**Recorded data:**
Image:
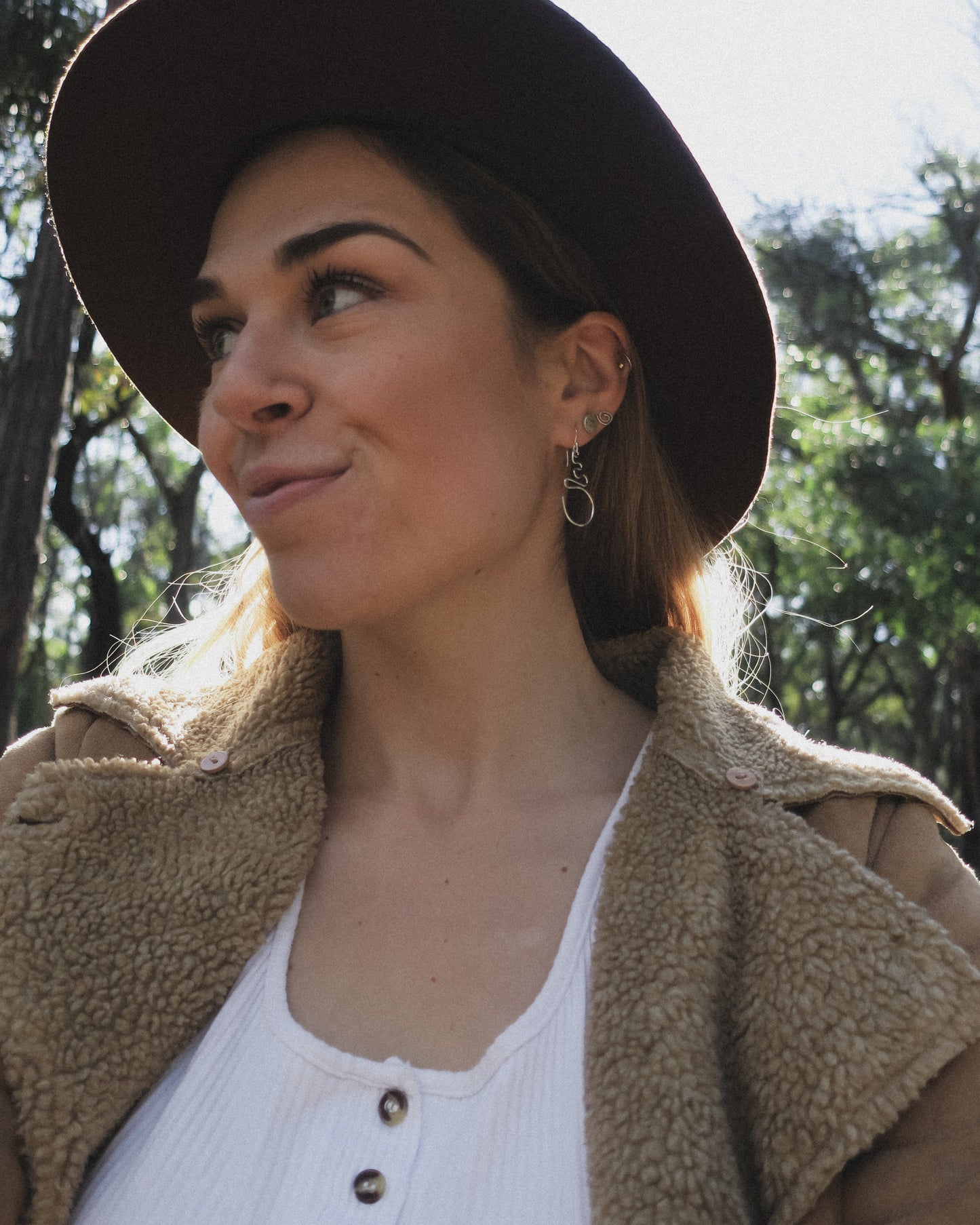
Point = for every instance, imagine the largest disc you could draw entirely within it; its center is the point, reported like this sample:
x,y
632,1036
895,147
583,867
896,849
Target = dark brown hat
x,y
163,100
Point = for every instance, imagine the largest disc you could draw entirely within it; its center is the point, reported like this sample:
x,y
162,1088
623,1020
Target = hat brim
x,y
167,94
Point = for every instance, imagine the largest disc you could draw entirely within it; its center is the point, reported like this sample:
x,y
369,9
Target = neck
x,y
484,695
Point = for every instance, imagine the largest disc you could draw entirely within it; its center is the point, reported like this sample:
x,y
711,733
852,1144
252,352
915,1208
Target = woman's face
x,y
369,410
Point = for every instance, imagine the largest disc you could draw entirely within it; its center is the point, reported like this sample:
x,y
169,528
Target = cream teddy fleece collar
x,y
697,720
761,1005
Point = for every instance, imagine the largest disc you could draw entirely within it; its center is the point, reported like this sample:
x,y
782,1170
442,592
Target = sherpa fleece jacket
x,y
762,1005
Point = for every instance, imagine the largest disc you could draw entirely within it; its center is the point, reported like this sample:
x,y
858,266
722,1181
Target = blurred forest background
x,y
865,538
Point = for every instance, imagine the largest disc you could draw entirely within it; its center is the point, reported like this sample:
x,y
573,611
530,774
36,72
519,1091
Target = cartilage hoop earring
x,y
577,480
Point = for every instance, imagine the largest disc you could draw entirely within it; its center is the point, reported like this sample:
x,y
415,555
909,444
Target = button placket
x,y
392,1130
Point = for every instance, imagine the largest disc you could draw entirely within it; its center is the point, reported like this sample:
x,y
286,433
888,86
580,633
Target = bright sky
x,y
825,100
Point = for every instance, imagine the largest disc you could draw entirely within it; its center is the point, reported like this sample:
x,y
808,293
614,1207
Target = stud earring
x,y
576,480
593,421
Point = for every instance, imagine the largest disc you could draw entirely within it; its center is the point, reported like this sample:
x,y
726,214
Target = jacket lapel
x,y
762,1006
151,884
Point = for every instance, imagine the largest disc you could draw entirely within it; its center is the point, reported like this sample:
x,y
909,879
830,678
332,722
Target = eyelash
x,y
317,281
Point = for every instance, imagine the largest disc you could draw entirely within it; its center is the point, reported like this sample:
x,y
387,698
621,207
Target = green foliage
x,y
124,504
866,530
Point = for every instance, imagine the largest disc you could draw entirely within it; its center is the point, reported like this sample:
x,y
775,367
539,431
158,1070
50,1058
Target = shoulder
x,y
899,840
74,734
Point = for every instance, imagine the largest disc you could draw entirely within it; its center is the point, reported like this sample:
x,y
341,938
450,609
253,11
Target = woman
x,y
576,928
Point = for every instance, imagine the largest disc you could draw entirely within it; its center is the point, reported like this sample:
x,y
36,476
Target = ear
x,y
593,368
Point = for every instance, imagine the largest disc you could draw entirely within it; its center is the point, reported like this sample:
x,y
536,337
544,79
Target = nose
x,y
261,381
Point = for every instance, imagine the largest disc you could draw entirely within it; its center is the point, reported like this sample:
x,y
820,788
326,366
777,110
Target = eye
x,y
334,290
217,337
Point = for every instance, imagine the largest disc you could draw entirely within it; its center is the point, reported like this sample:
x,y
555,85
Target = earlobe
x,y
597,370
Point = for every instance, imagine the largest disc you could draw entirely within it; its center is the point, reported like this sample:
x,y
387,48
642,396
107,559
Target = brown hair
x,y
638,562
641,562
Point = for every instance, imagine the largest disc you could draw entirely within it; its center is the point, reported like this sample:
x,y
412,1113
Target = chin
x,y
320,598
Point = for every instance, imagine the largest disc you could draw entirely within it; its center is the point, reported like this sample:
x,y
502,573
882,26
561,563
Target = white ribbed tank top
x,y
259,1123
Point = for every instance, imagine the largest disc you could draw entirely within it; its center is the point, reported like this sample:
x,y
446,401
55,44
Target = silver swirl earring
x,y
577,480
593,421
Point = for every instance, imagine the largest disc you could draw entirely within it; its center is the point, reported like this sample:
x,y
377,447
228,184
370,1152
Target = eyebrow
x,y
304,246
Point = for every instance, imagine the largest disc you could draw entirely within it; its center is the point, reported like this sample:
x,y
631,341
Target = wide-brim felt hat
x,y
167,96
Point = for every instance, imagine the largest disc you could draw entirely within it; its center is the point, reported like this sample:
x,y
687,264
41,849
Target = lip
x,y
275,490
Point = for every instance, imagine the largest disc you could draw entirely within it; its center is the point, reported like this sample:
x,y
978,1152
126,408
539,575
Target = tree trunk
x,y
31,404
182,504
967,664
104,606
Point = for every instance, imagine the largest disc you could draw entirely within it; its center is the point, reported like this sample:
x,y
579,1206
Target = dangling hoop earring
x,y
576,480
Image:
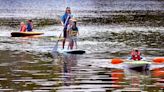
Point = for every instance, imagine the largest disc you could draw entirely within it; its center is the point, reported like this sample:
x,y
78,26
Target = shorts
x,y
65,32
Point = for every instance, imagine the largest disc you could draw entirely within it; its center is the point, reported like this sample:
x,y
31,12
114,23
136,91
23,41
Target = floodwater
x,y
27,64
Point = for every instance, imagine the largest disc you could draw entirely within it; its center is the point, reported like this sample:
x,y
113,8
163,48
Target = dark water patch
x,y
15,22
148,39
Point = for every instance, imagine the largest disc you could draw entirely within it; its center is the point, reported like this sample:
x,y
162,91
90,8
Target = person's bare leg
x,y
76,44
64,43
72,44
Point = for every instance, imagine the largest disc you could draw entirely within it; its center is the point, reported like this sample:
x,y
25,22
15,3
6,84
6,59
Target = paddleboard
x,y
22,34
69,51
137,64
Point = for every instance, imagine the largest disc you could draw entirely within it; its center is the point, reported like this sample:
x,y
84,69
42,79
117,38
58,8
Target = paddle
x,y
117,61
65,24
56,46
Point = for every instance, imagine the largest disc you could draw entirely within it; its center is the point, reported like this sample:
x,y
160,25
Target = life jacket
x,y
29,27
74,31
136,55
23,28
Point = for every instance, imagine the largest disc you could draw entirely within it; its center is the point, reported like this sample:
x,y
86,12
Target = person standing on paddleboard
x,y
22,27
72,33
65,21
29,26
136,54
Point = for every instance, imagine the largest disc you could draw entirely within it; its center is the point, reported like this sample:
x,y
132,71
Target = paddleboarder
x,y
72,33
65,21
29,26
136,54
22,27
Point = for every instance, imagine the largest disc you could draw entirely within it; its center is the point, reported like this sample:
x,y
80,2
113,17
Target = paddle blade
x,y
158,60
116,61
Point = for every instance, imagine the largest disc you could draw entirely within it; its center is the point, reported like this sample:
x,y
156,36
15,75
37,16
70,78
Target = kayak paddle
x,y
158,60
117,61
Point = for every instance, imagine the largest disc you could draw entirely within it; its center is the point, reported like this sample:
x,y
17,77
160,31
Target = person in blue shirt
x,y
29,26
65,21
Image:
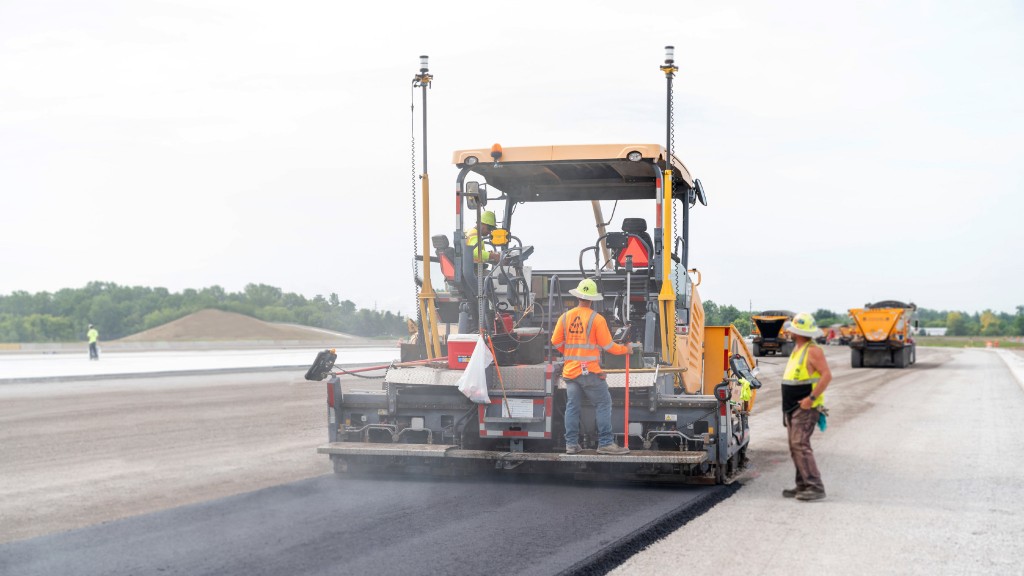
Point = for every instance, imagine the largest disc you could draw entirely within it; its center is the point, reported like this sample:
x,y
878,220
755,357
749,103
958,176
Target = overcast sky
x,y
851,152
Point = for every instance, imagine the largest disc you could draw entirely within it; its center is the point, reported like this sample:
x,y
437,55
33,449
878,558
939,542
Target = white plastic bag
x,y
473,381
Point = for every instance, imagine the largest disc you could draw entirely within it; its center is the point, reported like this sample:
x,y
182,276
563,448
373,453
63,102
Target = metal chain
x,y
675,213
416,261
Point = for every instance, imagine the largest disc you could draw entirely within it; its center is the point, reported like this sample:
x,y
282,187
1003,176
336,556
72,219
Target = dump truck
x,y
680,402
882,335
770,336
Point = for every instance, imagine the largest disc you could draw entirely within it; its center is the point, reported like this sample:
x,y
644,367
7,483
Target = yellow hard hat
x,y
587,290
803,324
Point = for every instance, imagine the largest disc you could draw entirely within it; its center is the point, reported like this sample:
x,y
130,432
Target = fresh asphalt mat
x,y
336,525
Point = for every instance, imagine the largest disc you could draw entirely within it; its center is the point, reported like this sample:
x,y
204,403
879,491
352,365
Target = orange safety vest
x,y
581,334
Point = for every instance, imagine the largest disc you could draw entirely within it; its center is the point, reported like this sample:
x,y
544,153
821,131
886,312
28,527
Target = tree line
x,y
122,311
956,323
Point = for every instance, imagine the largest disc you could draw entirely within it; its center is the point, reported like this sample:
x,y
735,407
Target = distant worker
x,y
93,336
475,241
804,382
581,334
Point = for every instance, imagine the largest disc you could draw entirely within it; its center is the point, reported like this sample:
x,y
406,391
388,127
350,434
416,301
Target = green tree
x,y
990,324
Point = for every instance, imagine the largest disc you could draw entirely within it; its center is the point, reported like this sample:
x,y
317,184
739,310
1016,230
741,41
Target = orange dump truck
x,y
882,335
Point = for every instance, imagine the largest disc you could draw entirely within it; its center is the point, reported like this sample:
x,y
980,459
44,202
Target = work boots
x,y
810,494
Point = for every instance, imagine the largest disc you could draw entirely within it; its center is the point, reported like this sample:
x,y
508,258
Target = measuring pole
x,y
629,353
428,312
667,297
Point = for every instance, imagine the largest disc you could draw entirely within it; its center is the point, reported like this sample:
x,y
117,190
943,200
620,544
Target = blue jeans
x,y
596,391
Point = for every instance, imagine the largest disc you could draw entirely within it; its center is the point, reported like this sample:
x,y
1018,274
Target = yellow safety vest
x,y
796,372
480,253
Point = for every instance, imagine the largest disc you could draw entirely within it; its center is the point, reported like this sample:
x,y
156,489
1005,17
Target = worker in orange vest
x,y
581,334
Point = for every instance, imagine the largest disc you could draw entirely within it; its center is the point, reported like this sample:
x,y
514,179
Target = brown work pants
x,y
801,426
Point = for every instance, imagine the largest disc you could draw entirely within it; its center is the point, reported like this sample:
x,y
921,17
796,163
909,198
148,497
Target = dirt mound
x,y
219,325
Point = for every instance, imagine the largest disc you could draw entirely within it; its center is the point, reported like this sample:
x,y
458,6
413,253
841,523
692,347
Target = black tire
x,y
900,358
339,464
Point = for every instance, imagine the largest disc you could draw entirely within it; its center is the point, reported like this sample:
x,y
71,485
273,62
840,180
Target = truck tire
x,y
340,466
900,357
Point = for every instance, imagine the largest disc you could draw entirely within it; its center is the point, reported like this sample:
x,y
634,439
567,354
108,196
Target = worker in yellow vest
x,y
475,241
581,334
804,382
93,336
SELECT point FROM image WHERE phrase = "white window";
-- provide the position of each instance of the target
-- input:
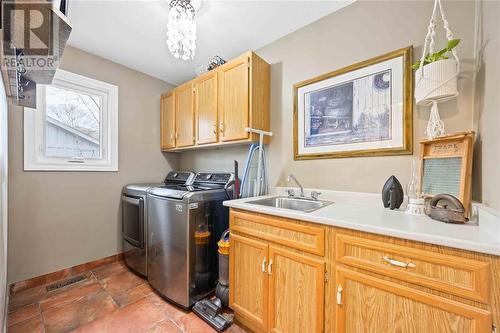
(74, 126)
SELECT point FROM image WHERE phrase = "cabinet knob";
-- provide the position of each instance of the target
(399, 263)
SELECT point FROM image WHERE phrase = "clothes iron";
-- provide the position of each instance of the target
(211, 312)
(447, 208)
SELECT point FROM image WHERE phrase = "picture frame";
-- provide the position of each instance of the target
(365, 109)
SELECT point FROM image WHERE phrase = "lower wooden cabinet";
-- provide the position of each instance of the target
(248, 279)
(369, 304)
(377, 284)
(296, 292)
(276, 290)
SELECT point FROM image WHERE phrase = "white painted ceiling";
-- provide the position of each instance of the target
(133, 33)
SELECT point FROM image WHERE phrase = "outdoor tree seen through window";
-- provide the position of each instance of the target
(72, 124)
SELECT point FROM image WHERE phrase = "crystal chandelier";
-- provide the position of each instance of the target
(181, 29)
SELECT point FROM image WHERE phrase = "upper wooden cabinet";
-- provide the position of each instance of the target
(184, 116)
(314, 278)
(167, 121)
(276, 289)
(233, 99)
(370, 304)
(205, 104)
(223, 103)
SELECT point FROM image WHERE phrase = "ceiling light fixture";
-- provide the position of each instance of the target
(181, 29)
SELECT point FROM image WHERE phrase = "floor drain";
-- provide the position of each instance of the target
(67, 282)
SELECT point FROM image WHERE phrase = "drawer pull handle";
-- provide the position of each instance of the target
(399, 263)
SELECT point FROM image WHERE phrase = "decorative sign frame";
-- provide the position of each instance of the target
(447, 166)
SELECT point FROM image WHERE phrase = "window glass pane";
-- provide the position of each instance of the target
(72, 124)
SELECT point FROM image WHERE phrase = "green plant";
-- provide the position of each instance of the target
(440, 55)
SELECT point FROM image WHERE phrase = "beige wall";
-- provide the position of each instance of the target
(61, 219)
(487, 105)
(358, 32)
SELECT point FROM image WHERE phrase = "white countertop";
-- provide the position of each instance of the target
(360, 211)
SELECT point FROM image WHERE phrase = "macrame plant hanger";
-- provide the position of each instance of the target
(435, 85)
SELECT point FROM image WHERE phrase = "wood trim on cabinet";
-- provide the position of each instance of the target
(320, 284)
(316, 232)
(198, 99)
(167, 121)
(480, 271)
(245, 116)
(481, 318)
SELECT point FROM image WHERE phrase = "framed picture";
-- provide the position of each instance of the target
(362, 110)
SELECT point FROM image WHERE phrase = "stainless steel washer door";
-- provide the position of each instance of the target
(168, 269)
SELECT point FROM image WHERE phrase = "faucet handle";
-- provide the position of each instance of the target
(315, 194)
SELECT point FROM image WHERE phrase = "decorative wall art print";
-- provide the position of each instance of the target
(361, 110)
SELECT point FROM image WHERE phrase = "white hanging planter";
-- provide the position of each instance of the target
(437, 82)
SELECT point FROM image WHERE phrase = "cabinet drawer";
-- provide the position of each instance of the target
(292, 234)
(455, 275)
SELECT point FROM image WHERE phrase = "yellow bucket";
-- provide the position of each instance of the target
(224, 244)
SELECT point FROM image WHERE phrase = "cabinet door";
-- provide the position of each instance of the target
(370, 304)
(234, 99)
(167, 121)
(206, 109)
(248, 279)
(296, 292)
(184, 116)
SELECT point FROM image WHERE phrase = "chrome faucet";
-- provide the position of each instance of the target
(292, 177)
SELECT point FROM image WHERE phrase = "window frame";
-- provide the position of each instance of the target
(34, 127)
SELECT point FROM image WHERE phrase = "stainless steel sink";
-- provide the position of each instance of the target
(301, 204)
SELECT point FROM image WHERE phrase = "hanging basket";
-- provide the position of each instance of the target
(436, 81)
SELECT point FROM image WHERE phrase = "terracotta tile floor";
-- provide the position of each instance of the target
(110, 299)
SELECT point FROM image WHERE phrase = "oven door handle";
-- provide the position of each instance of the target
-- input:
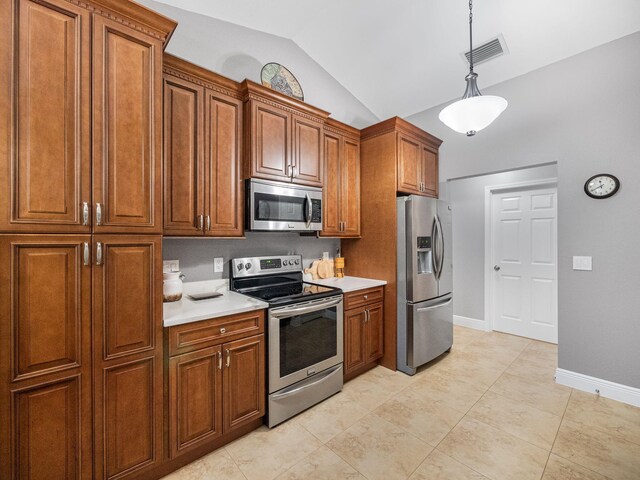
(317, 379)
(285, 312)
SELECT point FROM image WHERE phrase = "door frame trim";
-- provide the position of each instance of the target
(489, 191)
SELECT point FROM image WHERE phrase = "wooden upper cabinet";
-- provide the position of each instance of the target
(203, 187)
(223, 140)
(341, 191)
(350, 191)
(45, 112)
(430, 170)
(307, 152)
(413, 151)
(409, 165)
(127, 123)
(183, 157)
(270, 146)
(283, 137)
(45, 357)
(332, 190)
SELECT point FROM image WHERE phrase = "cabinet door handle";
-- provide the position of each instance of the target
(85, 213)
(98, 214)
(99, 253)
(85, 256)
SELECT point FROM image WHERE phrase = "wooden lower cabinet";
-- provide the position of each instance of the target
(217, 389)
(363, 330)
(195, 398)
(45, 357)
(244, 381)
(127, 349)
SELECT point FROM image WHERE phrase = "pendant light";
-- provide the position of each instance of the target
(474, 111)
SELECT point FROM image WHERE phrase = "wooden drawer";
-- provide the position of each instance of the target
(206, 333)
(363, 297)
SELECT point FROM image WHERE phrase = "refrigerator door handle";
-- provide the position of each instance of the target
(424, 309)
(440, 250)
(436, 247)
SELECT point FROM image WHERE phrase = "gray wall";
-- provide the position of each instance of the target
(196, 254)
(238, 52)
(584, 113)
(467, 198)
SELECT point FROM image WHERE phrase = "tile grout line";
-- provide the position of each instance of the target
(470, 408)
(556, 438)
(234, 460)
(557, 431)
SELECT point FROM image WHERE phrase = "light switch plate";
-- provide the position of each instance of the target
(218, 264)
(170, 266)
(582, 263)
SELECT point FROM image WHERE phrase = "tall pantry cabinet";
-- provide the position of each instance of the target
(80, 238)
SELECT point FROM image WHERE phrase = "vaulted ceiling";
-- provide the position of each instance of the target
(399, 57)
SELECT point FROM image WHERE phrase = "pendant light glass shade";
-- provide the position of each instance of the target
(474, 111)
(472, 114)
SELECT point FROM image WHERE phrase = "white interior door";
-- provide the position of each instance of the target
(524, 257)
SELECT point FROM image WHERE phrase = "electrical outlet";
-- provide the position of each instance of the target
(218, 264)
(582, 263)
(170, 266)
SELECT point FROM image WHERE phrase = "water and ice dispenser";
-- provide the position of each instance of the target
(425, 256)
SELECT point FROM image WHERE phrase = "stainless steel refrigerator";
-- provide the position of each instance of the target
(425, 281)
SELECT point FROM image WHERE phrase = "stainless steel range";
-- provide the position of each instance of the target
(305, 332)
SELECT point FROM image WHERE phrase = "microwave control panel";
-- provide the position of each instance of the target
(316, 211)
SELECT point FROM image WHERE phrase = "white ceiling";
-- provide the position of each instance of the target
(399, 57)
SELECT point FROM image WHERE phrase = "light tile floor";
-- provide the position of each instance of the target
(490, 409)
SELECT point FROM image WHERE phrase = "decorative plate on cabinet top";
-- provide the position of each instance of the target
(280, 79)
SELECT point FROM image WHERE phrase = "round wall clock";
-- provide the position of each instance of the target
(274, 75)
(602, 185)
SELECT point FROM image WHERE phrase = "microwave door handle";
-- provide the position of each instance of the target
(309, 210)
(285, 312)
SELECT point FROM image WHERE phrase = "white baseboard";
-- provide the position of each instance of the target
(605, 388)
(470, 322)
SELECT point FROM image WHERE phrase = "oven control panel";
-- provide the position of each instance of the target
(250, 266)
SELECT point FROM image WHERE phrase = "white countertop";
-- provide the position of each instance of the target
(187, 310)
(350, 284)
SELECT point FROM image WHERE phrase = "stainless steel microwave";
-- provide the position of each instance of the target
(282, 207)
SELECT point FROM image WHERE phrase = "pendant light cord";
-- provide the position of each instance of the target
(470, 36)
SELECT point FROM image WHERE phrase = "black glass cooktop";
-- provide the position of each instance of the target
(291, 292)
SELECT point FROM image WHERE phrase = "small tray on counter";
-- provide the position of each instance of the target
(204, 295)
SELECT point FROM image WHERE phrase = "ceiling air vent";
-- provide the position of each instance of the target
(487, 51)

**Given problem:** Count the lines in the material that contain the string "tree", with case mattering, and give only the number.

**Answer below:** 4